• [THINGS TO DO]
**a.** Please set down the stretch of the article on Toronto gas stations from "developments do fit" through "and Mill Street.", word for word.
**b.** In the Toronto gas station article, what price did the developer pay in 2016 for the Esso and Circle K at 214 Church Street?
**c.** Extend the article about Toronto's disappearing gas stations past its final sentence.

• [PAGE EXTRACT]

Disappearing gas stations pave way for Toronto’s greener future

Megan Camlasaran

Gas stations are gradually leaving downtown as their land value continues to rise, and as Toronto shifts towards more sustainable transportation.

Proposed condominium developments are replacing some of the last remaining places to fill up in the inner city: Esso stations at Sherborne and Front, and Church and Dundas. For downtown residents who rely on vehicular transportation, gas stations remain at Jarvis and Wellesley (Petro-Canada) and Parliament and Adelaide (Shell).

Most recently, Graywood Developments spent $73 million to build a 53-storey building at 214 Church Street, replacing the Esso and Circle K that it purchased for $4.6 million in 2016, according to Urban Toronto. The Esso is still functioning as the project remains in pre-construction, with no completion date set as of yet.

City Councillor Kristyn Wong-Tam (Toronto Centre) says the trend is to “leave cars parked,” because more people live within walking distance of everything they need, are biking more and are gradually switching to electric vehicles. In 2020, as many workplaces urged employees to work from home during the Covid-19 pandemic, Canada’s retail gasoline sales declined 18 per cent compared with 2019, according to Statistics Canada.

Gas stations like the Church and Dundas Esso no longer fit into Toronto’s urban layout, according to Wong-Tam, because their format is too suburban. The growing number of condo

developments do fit in these urban spaces, which developers are eager to purchase.

In a more environmentally sustainable future, residents will likely see fewer gas stations and more cycling pathways and transit infrastructure. In early June, City Council will consider creating a bi-directional bicycle track on The Esplanade and Mill Street.

• [SUPPLIED MATERIAL]

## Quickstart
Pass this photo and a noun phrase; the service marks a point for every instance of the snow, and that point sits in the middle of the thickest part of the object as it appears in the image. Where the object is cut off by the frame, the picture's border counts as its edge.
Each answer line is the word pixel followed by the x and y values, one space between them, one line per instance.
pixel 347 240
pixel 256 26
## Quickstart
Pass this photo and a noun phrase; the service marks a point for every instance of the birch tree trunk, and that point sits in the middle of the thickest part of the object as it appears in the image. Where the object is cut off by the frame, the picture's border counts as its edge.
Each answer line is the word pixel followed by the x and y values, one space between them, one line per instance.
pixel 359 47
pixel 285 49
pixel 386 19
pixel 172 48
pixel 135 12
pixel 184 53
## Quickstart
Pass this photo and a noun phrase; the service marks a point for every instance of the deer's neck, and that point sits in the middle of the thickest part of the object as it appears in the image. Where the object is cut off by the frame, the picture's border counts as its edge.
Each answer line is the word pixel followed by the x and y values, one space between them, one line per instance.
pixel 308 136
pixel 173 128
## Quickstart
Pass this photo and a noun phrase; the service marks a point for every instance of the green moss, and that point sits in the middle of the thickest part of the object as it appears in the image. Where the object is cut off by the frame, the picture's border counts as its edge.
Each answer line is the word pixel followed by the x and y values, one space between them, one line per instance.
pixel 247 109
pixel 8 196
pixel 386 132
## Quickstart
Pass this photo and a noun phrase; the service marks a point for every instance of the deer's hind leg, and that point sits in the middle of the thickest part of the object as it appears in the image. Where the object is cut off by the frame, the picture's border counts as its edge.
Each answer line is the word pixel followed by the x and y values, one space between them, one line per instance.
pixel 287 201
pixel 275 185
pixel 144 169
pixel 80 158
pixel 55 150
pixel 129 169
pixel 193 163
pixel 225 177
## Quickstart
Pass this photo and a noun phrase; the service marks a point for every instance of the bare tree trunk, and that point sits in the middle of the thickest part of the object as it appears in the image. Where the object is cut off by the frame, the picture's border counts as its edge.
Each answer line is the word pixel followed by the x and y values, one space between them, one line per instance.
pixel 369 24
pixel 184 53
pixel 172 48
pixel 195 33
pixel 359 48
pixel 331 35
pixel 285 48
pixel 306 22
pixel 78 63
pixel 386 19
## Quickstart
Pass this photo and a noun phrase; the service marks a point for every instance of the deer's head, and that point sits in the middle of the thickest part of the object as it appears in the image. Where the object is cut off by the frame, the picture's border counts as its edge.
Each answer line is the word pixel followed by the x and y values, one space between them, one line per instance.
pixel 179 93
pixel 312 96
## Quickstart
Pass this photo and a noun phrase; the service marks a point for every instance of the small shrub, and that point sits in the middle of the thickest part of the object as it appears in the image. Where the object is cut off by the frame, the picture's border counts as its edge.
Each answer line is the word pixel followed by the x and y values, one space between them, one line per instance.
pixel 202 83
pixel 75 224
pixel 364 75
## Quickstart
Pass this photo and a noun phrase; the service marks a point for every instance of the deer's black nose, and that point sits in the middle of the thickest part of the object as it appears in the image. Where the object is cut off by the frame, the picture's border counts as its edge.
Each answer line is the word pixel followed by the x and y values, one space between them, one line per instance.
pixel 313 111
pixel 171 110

==

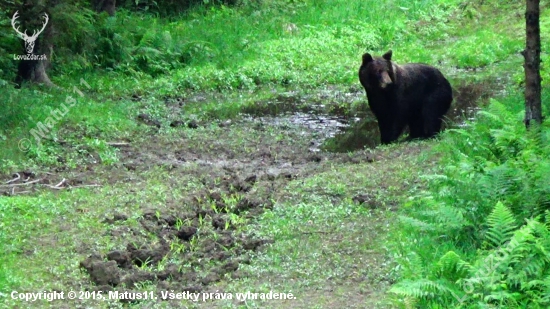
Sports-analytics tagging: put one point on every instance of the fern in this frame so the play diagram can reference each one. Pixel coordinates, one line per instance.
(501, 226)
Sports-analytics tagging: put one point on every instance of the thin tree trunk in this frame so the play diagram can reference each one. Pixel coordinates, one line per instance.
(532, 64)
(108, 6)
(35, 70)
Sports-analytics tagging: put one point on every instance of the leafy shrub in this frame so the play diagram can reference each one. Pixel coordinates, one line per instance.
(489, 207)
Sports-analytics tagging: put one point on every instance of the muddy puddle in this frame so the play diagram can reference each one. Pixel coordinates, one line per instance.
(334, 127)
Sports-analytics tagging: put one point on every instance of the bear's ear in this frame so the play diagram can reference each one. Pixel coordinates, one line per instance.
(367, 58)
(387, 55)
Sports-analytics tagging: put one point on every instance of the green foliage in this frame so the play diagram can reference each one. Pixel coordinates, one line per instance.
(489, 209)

• [REPLIES]
**a.**
developments do fit in these urban spaces, which developers are eager to purchase.

In a more environmentally sustainable future, residents will likely see fewer gas stations and more cycling pathways and transit infrastructure. In early June, City Council will consider creating a bi-directional bicycle track on The Esplanade and Mill Street.

**b.** $4.6 million

**c.**
Transit projects currently underway are the Ontario Line, which will provide relief to the Line 1 subway (mainly Yonge Street), the Scarborough subway extension to Line 2, and the SmartTrack Stations program for travel into and out of the city, according to the City of Toronto. These projects are still under construction, need further planning or are seeking public consultation, according to status reports by Metrolinx, the provincial transit agency.

Elaine Lewis, a senior manager at Home Depot Canada, lives downtown and drives two to three times a week to her office, taking the Gardiner eastbound onto the Don Valley Parkway. She usually buys gas at Bathurst and Lakeshore once a week.

Lewis is often trying to get to meetings and would rather not “cut it close” by taking transit, she said. As well, given the state of the Covid-19 pandemic, she is hesitant to be on crowded transit. 

Toronto’s climate action strategy, TransformTO, aims to reduce greenhouse gas emissions by 80 per cent by 2050, including having all transportation use carbonless energy sources. Vehicles produce more than a third of Toronto’s greenhouse gas emissions, leading City Council to approve its first electric vehicle strategy to “prepare for the global shift towards electric mobility.”

As of 2020, Toronto has more than 6,000 electric vehicles, less than one per cent of all registered vehicles in the city but six times the number in 2016. By 2025, the city wants five per cent of personal vehicles to be electric, and 20 per cent by 2030.

As electric vehicles increasingly appear and gas stations disappear, charging equipment and stations will be needed. Since 2018, Toronto’s Green Standard requires electric vehicle equipment in all new residential buildings.

The Ontario Condominium Act of 1998 gives condominium boards the authority to regulate common use of property and choose whether to make modifications like electric outlets available in tenant parking garages. The act is currently under review by the Ministry of Government and Consumer Services to facilitate increasing vehicle charging infrastructure, according to the City of Toronto.